Texto para leitura

Pedro Teobaldo
A Lei 13.105/2015 (Código de Processo Civil - CPC) promulgada em 2015, entrando em vigor no ano seguinte, trouxe disposto no artigo 1.071 a forma administrativa do reconhecimento da usucapião diretamente no ofício de registro de imóveis, como continuidade do entusiasmo legislativo para desjudicialização.
O texto originário do Código de Processo Civil não estava adequado aos anseios práticos dos operadores do direito e nem da sociedade. Não possibilitava com intensidade o desafogo do judiciário. Existia entrave legal que exigia a anuência expressa dos titulares de direitos reais registrados ou averbados na matrícula do imóvel e considerava o silêncio como discordância.
Motivada pela pressão social e jurídica para uma alteração que adequasse ao disposto no Código Civil, o Poder Executivo editou uma medida provisória posteriormente convertida na graciosa lei nº 13.465/2017, que além de mudar com essa aberração do silêncio como negação, criou outras ferramentas para regularização fundiária.
Passaram-se dois anos e meio da edição da lei facilitadora e o instrumento da usucapião extrajudicial ainda engatinha. Este procedimento precisa vingar, os autores precisam se inteirar, usar e trabalhar na aplicação deste instituto extrajudicial. É um procedimento rico em detalhes, mas não é difícil, pelo contrário, é fácil, célere, seguro e mais barato que o judicial.

Objetivo 1
Retorne todas as linhas dos registros que contêm a palavra "face".

Trechos dos registros

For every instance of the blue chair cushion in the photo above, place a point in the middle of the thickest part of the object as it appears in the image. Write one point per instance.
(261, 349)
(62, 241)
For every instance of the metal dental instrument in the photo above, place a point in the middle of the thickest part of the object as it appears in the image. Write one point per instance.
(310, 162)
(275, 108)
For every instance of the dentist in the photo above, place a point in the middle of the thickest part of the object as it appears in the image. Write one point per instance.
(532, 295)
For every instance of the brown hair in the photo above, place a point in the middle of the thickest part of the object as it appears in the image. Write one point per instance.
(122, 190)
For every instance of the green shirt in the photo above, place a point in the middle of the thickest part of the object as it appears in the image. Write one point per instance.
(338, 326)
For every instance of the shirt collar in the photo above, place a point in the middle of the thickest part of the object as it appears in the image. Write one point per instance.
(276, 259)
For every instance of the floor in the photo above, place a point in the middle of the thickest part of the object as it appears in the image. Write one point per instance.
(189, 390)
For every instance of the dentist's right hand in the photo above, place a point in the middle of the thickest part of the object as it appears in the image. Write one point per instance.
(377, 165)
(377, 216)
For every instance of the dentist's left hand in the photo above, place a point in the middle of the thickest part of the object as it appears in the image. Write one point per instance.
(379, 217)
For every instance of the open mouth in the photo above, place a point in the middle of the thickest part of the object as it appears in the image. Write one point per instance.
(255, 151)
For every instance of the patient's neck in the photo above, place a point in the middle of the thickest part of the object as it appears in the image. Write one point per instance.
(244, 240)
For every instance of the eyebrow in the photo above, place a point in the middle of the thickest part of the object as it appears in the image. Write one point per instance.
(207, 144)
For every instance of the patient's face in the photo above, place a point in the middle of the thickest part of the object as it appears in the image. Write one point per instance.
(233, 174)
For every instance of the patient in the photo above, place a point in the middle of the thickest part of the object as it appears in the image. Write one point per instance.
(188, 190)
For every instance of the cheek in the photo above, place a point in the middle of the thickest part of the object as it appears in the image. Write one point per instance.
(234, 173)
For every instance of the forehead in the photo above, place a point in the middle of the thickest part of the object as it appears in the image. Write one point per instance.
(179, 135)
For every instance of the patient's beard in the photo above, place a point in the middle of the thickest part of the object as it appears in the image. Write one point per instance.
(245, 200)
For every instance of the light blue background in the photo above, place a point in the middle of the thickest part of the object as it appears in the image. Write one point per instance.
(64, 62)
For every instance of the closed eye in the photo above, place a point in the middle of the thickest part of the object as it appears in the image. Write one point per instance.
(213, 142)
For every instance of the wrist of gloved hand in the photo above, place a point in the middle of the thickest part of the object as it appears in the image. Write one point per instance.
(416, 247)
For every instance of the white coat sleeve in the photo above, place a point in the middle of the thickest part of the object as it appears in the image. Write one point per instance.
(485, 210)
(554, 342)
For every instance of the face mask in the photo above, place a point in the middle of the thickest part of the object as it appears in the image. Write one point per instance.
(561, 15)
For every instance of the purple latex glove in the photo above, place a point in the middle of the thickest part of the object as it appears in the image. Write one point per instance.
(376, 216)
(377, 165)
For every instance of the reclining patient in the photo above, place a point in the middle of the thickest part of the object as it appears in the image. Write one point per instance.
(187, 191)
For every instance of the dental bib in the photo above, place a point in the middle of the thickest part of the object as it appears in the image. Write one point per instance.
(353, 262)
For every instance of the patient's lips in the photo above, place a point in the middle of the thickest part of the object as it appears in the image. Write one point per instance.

Objetivo 2
Segundo o texto sobre a usucapião extrajudicial, em qual artigo do Código de Processo Civil se encontra a forma administrativa do reconhecimento da usucapião no ofício de registro de imóveis?

Resposta 1
For every instance of the patient's face in the photo above, place a point in the middle of the thickest part of the object as it appears in the image. Write one point per instance.
For every instance of the face mask in the photo above, place a point in the middle of the thickest part of the object as it appears in the image. Write one point per instance.

Resposta 2
No artigo 1.071.